_Job_.
Arrange the lines of the records below as a JSON list of strings, one string per line and blank lines omitted, from the line containing "[trace] every instance of the wooden" through the end of the records.

□ □ □ □ □ □ □

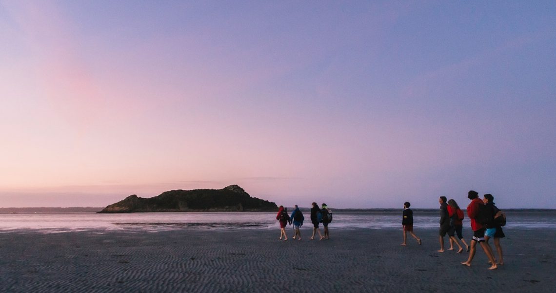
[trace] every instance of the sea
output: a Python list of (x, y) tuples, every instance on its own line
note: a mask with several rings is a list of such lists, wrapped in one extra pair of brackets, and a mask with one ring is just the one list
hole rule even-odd
[[(556, 210), (506, 211), (505, 228), (556, 229)], [(415, 229), (439, 227), (436, 210), (414, 210)], [(312, 227), (309, 212), (304, 212), (305, 224)], [(337, 211), (333, 213), (331, 229), (399, 229), (401, 210)], [(175, 229), (278, 229), (275, 212), (159, 212), (132, 213), (18, 213), (0, 214), (0, 233), (38, 231), (58, 233), (114, 230), (157, 232)], [(464, 227), (469, 225), (464, 220)]]

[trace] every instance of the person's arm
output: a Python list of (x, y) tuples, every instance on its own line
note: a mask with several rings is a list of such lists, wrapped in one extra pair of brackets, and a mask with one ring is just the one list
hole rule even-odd
[(449, 205), (446, 207), (446, 209), (448, 211), (448, 217), (451, 218), (452, 216), (454, 216), (454, 212), (455, 212), (455, 211), (454, 211), (454, 209), (451, 208), (451, 207), (450, 207)]
[(442, 223), (444, 223), (445, 222), (446, 222), (446, 216), (448, 214), (448, 209), (446, 209), (446, 207), (447, 207), (447, 206), (444, 206), (444, 205), (443, 205), (442, 206), (442, 208), (441, 208), (441, 210), (442, 210), (441, 213), (440, 213), (441, 214), (440, 215), (440, 223), (441, 224), (442, 224)]
[(470, 219), (474, 219), (477, 217), (479, 203), (474, 199), (467, 207), (467, 215)]

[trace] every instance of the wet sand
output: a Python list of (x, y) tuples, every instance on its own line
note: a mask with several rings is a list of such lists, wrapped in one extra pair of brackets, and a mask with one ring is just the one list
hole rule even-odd
[(279, 241), (277, 228), (2, 232), (0, 292), (552, 292), (556, 287), (553, 229), (505, 229), (505, 265), (494, 271), (487, 270), (480, 248), (470, 267), (460, 264), (465, 252), (437, 252), (435, 229), (416, 229), (423, 245), (408, 237), (406, 247), (400, 246), (401, 230), (340, 231), (331, 226), (332, 238), (322, 241), (310, 241), (310, 232), (302, 229), (300, 241)]

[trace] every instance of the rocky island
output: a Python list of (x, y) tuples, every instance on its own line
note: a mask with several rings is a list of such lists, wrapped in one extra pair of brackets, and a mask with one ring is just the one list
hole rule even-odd
[(267, 212), (276, 204), (251, 197), (243, 188), (231, 185), (221, 189), (176, 190), (143, 198), (130, 196), (98, 213), (146, 212)]

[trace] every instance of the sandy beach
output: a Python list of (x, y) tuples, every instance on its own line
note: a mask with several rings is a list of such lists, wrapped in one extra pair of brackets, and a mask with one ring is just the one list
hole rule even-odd
[[(506, 229), (505, 265), (480, 249), (438, 253), (435, 229), (400, 246), (401, 230), (336, 231), (278, 240), (279, 230), (0, 233), (1, 292), (552, 292), (554, 229)], [(289, 235), (292, 234), (288, 229)], [(469, 235), (470, 236), (470, 235)], [(470, 240), (470, 237), (468, 240)], [(446, 242), (447, 243), (447, 242)], [(451, 290), (451, 289), (450, 289)]]

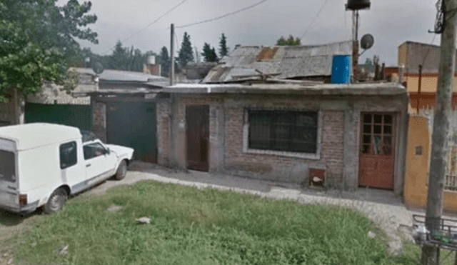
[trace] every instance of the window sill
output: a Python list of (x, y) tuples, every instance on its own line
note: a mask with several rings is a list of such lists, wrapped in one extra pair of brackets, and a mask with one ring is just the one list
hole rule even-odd
[(257, 154), (271, 154), (274, 156), (294, 157), (298, 159), (307, 159), (319, 160), (321, 159), (320, 154), (308, 154), (308, 153), (296, 153), (286, 151), (273, 151), (273, 150), (262, 150), (248, 149), (243, 151), (243, 153)]

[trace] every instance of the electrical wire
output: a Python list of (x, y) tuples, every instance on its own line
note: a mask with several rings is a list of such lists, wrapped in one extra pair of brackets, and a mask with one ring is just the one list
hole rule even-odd
[(321, 9), (319, 9), (319, 11), (317, 12), (317, 14), (316, 15), (316, 16), (314, 16), (314, 19), (313, 19), (313, 20), (311, 21), (311, 23), (310, 23), (309, 26), (308, 26), (308, 28), (305, 31), (305, 33), (303, 33), (303, 35), (301, 35), (301, 36), (300, 37), (300, 39), (303, 39), (303, 37), (304, 37), (305, 35), (306, 35), (306, 33), (308, 33), (308, 31), (309, 30), (309, 29), (311, 29), (311, 26), (313, 26), (313, 23), (314, 23), (316, 19), (317, 19), (317, 18), (319, 16), (319, 15), (321, 14), (321, 12), (322, 11), (322, 9), (323, 9), (323, 7), (326, 6), (326, 4), (327, 4), (328, 1), (328, 0), (326, 0), (326, 1), (323, 2), (323, 4), (322, 4), (322, 6), (321, 6)]
[[(171, 8), (171, 9), (169, 9), (169, 11), (167, 11), (166, 12), (164, 13), (161, 16), (160, 16), (159, 17), (158, 17), (156, 20), (154, 20), (154, 21), (151, 22), (150, 24), (149, 24), (146, 26), (144, 27), (143, 29), (140, 29), (139, 31), (134, 33), (133, 34), (131, 34), (129, 37), (126, 38), (124, 39), (123, 39), (122, 41), (121, 41), (121, 42), (124, 43), (128, 40), (129, 40), (130, 39), (131, 39), (134, 36), (138, 34), (139, 33), (143, 31), (144, 30), (145, 30), (146, 29), (149, 28), (149, 26), (152, 26), (153, 24), (154, 24), (156, 22), (157, 22), (158, 21), (159, 21), (161, 18), (163, 18), (164, 16), (166, 16), (167, 14), (169, 14), (170, 12), (171, 12), (172, 11), (174, 11), (174, 9), (176, 9), (176, 8), (178, 8), (179, 6), (181, 6), (181, 4), (184, 4), (184, 2), (186, 2), (187, 0), (183, 0), (182, 1), (181, 1), (179, 4), (178, 4), (177, 5), (174, 6), (173, 8)], [(107, 53), (109, 51), (111, 51), (113, 49), (114, 49), (115, 46), (114, 46), (113, 48), (111, 48), (110, 49), (107, 50), (106, 51), (104, 52), (104, 54)]]
[(213, 18), (213, 19), (206, 19), (206, 20), (203, 20), (203, 21), (199, 21), (199, 22), (195, 22), (195, 23), (191, 23), (191, 24), (188, 24), (183, 25), (183, 26), (176, 26), (175, 28), (176, 28), (176, 29), (186, 28), (186, 27), (188, 27), (188, 26), (195, 26), (195, 25), (198, 25), (198, 24), (204, 24), (204, 23), (211, 22), (211, 21), (215, 21), (215, 20), (219, 20), (219, 19), (224, 19), (224, 17), (226, 17), (226, 16), (231, 16), (231, 15), (234, 15), (234, 14), (238, 14), (238, 13), (242, 12), (242, 11), (246, 11), (246, 10), (248, 10), (248, 9), (252, 9), (253, 7), (254, 7), (254, 6), (258, 6), (259, 4), (262, 4), (262, 3), (264, 3), (264, 2), (267, 1), (268, 1), (268, 0), (262, 0), (262, 1), (259, 1), (259, 2), (257, 2), (257, 3), (256, 3), (256, 4), (253, 4), (253, 5), (251, 5), (251, 6), (249, 6), (245, 7), (245, 8), (243, 8), (243, 9), (241, 9), (237, 10), (237, 11), (233, 11), (233, 12), (227, 13), (227, 14), (224, 14), (224, 15), (222, 15), (222, 16), (217, 16), (217, 17), (215, 17), (215, 18)]

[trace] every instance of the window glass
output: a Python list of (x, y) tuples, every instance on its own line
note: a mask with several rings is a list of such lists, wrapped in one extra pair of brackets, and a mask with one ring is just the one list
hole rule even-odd
[(60, 168), (64, 169), (76, 164), (76, 142), (61, 144), (60, 146)]
[(248, 111), (250, 149), (317, 151), (317, 111)]
[(0, 150), (0, 181), (16, 181), (14, 153)]
[(106, 149), (98, 143), (86, 144), (83, 146), (83, 151), (84, 152), (84, 160), (103, 156), (106, 154)]

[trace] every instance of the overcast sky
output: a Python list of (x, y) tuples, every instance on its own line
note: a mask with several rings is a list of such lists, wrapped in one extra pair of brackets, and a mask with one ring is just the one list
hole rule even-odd
[[(159, 53), (162, 46), (169, 51), (171, 23), (176, 27), (222, 16), (249, 6), (261, 0), (187, 0), (154, 24), (144, 29), (183, 0), (91, 0), (91, 14), (98, 16), (91, 26), (99, 34), (99, 44), (81, 42), (93, 52), (111, 54), (118, 40), (124, 46), (134, 46), (142, 52)], [(67, 0), (59, 0), (62, 5)], [(79, 0), (79, 2), (82, 2)], [(212, 22), (186, 28), (177, 28), (176, 33), (181, 47), (185, 31), (191, 36), (192, 45), (201, 51), (205, 42), (216, 49), (221, 34), (227, 38), (231, 50), (235, 45), (273, 45), (281, 36), (301, 36), (302, 44), (319, 44), (343, 41), (351, 39), (351, 12), (346, 11), (346, 0), (268, 0), (243, 12)], [(369, 10), (360, 11), (358, 36), (374, 36), (373, 47), (366, 51), (359, 62), (378, 55), (387, 66), (397, 64), (398, 46), (406, 41), (430, 44), (436, 9), (436, 0), (371, 0)], [(308, 29), (308, 31), (306, 29)], [(439, 45), (440, 35), (434, 44)], [(176, 54), (175, 54), (176, 55)]]

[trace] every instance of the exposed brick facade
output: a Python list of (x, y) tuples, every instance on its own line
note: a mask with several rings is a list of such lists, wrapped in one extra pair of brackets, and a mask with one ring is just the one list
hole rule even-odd
[[(293, 154), (283, 156), (270, 154), (251, 154), (243, 151), (243, 127), (245, 126), (244, 111), (247, 108), (265, 109), (318, 109), (318, 102), (312, 99), (301, 99), (288, 98), (283, 99), (262, 98), (238, 99), (223, 96), (185, 97), (176, 100), (178, 104), (178, 139), (185, 143), (186, 139), (186, 106), (190, 105), (210, 106), (210, 149), (219, 142), (224, 144), (224, 173), (234, 174), (252, 178), (283, 182), (306, 184), (308, 172), (311, 168), (325, 169), (327, 171), (328, 183), (341, 181), (343, 172), (343, 140), (344, 140), (344, 111), (319, 111), (321, 129), (318, 143), (319, 157), (306, 159), (294, 157)], [(170, 125), (168, 119), (168, 104), (158, 104), (158, 149), (159, 163), (167, 164), (169, 158)], [(218, 131), (219, 122), (216, 107), (223, 106), (223, 134)], [(160, 127), (160, 128), (159, 128)], [(221, 136), (224, 135), (224, 139)], [(183, 141), (184, 140), (184, 141)], [(182, 146), (181, 146), (182, 147)], [(185, 151), (186, 147), (179, 150)], [(211, 153), (211, 152), (210, 152)], [(211, 161), (212, 157), (209, 158)], [(211, 166), (210, 171), (221, 171)]]
[(170, 163), (170, 111), (166, 102), (157, 102), (157, 162), (169, 166)]

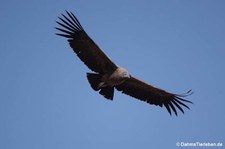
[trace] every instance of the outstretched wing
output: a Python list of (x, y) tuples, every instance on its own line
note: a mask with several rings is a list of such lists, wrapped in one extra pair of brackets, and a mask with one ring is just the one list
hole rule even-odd
[(184, 113), (183, 107), (189, 109), (185, 103), (192, 103), (191, 101), (183, 99), (183, 97), (192, 94), (191, 90), (185, 95), (172, 94), (162, 89), (153, 87), (134, 77), (131, 77), (121, 85), (116, 86), (116, 89), (122, 91), (124, 94), (130, 95), (149, 104), (160, 107), (165, 106), (170, 115), (171, 111), (177, 115), (177, 108)]
[(92, 71), (98, 73), (113, 72), (117, 66), (87, 35), (75, 15), (67, 11), (66, 13), (67, 16), (62, 14), (62, 18), (59, 17), (62, 22), (56, 21), (62, 27), (56, 27), (62, 32), (57, 33), (57, 35), (68, 38), (73, 51)]

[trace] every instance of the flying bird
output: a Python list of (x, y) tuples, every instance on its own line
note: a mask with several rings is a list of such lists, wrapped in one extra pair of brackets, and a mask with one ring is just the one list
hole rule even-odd
[(184, 97), (192, 94), (191, 90), (181, 95), (173, 94), (133, 77), (126, 69), (116, 65), (98, 47), (72, 12), (66, 11), (66, 13), (67, 15), (62, 14), (58, 17), (60, 21), (56, 21), (61, 26), (61, 28), (55, 27), (61, 32), (56, 34), (66, 37), (80, 60), (93, 71), (87, 73), (87, 79), (95, 91), (106, 99), (113, 100), (116, 89), (151, 105), (164, 106), (170, 115), (172, 112), (177, 115), (177, 109), (182, 113), (184, 107), (189, 109), (186, 104), (192, 102), (185, 100)]

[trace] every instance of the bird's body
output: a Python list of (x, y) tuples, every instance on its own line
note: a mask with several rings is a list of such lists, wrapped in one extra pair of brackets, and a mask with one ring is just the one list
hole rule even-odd
[(130, 95), (149, 104), (165, 106), (171, 114), (173, 111), (177, 115), (178, 108), (184, 113), (182, 106), (189, 108), (184, 102), (192, 103), (183, 99), (192, 92), (185, 95), (177, 95), (156, 88), (139, 79), (136, 79), (122, 67), (117, 66), (87, 35), (83, 27), (73, 13), (67, 12), (68, 16), (62, 15), (57, 22), (62, 28), (57, 35), (68, 38), (68, 42), (77, 56), (84, 64), (95, 73), (87, 73), (87, 79), (95, 91), (99, 91), (105, 98), (113, 100), (114, 89)]

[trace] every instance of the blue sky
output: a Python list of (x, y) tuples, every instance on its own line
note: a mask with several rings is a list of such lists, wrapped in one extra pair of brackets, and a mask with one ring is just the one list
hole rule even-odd
[[(225, 2), (0, 2), (0, 148), (179, 148), (225, 144)], [(94, 92), (88, 68), (55, 35), (72, 11), (91, 38), (134, 76), (174, 93), (193, 89), (185, 114), (116, 92)]]

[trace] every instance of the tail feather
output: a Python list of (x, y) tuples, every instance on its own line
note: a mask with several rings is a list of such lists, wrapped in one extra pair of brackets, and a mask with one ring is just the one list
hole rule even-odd
[(102, 87), (102, 75), (101, 74), (95, 74), (95, 73), (87, 73), (87, 79), (90, 83), (91, 87), (95, 91), (99, 91), (101, 95), (103, 95), (105, 98), (113, 100), (113, 94), (114, 94), (114, 87), (110, 86), (104, 86)]
[(99, 93), (105, 98), (113, 100), (114, 88), (110, 86), (103, 87)]

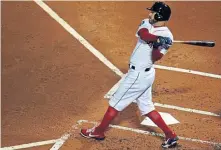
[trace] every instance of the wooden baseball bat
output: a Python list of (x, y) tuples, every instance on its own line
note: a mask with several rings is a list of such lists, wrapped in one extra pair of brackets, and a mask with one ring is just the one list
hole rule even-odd
[(173, 43), (188, 44), (188, 45), (195, 45), (195, 46), (204, 46), (204, 47), (214, 47), (215, 46), (215, 42), (213, 42), (213, 41), (173, 41)]

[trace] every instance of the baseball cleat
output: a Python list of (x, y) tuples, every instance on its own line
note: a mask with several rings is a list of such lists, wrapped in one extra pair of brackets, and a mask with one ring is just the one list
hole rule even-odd
[(80, 132), (81, 136), (85, 138), (93, 138), (95, 140), (104, 140), (105, 136), (104, 133), (96, 133), (95, 132), (95, 127), (91, 129), (81, 129)]
[(162, 143), (163, 148), (172, 148), (177, 145), (177, 141), (179, 138), (176, 136), (175, 138), (168, 138), (164, 143)]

□ □ □ □ □ □ □

_Exercise response_.
[
  "[trace] every instance of the wooden baseball bat",
  "output: a Python list of (x, y) tuples, every instance on its own line",
  "note: a mask with several rings is a list of such lists, wrapped in one extra pair of brackets, and a mask with one ring is just the one list",
  "hole rule even-odd",
  "[(173, 43), (188, 44), (188, 45), (195, 45), (195, 46), (204, 46), (204, 47), (214, 47), (215, 46), (215, 42), (213, 42), (213, 41), (173, 41)]",
  "[trace] every instance of the baseball cleat",
  "output: a Python list of (x, y) tuples, every instance on its own line",
  "note: a mask with several rings is a list of such lists, wrapped in one extra pair of brackets, and a mask with one ring is just the one list",
  "hole rule even-odd",
  "[(80, 132), (81, 136), (85, 138), (93, 138), (95, 140), (104, 140), (105, 136), (104, 133), (96, 133), (95, 132), (95, 127), (91, 129), (81, 129)]",
  "[(162, 143), (163, 148), (172, 148), (177, 145), (177, 141), (179, 138), (176, 136), (175, 138), (168, 138), (164, 143)]"
]